---------- Supplied entries

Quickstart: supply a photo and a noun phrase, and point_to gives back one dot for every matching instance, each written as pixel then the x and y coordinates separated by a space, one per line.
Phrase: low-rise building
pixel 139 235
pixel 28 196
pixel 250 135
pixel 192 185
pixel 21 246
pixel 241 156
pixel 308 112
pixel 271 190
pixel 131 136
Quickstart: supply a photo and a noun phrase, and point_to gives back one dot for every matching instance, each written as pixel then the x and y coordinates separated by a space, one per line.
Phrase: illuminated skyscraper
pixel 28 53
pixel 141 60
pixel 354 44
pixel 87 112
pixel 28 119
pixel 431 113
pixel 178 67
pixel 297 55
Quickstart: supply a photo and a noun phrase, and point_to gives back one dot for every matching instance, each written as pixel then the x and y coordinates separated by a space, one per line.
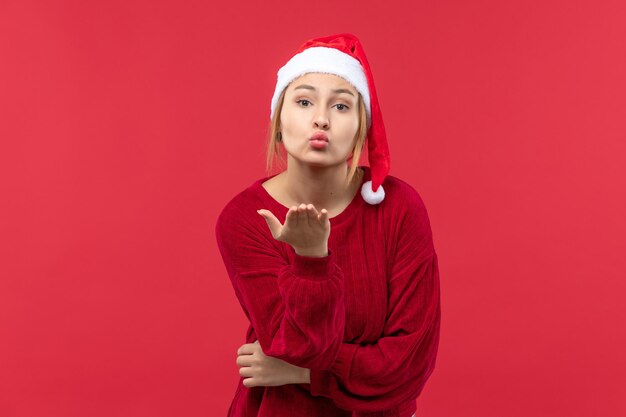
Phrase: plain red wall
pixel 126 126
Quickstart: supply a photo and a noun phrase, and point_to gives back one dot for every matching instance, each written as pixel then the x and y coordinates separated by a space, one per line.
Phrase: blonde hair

--------------------

▶ **To do**
Repeat the records above exactly, omitting every picture.

▶ **Written solution**
Quickstart: supply a photo and a noun phrase, and point_to gives back one dot for every matching instance, each written as pixel then the x and y coordinates separated by a space, one per line.
Phrase: low-rise building
pixel 139 235
pixel 28 196
pixel 250 135
pixel 192 185
pixel 21 246
pixel 241 156
pixel 308 112
pixel 271 190
pixel 131 136
Quickstart: supply a photo and a noun phrase, and point_to gives back one dot for every matching instance, each written as pixel then the x and y coordinates separated by a space, one per line.
Phrase: illuminated skyscraper
pixel 28 53
pixel 141 60
pixel 354 44
pixel 87 112
pixel 28 119
pixel 431 113
pixel 178 67
pixel 297 55
Quickstart: supply a photo and a noun phrase, and point_to gives back one dot for every matching instance, each written as pixel then the x and y coordinates separated by a space, one per line.
Phrase: plain red wall
pixel 126 126
Quickstart: supply a photo and a noun phrase, and point_to gives back one dot for every matching instance, each written as pixel then the x and y coordinates separated by a space, one per line.
Phrase: blonde hair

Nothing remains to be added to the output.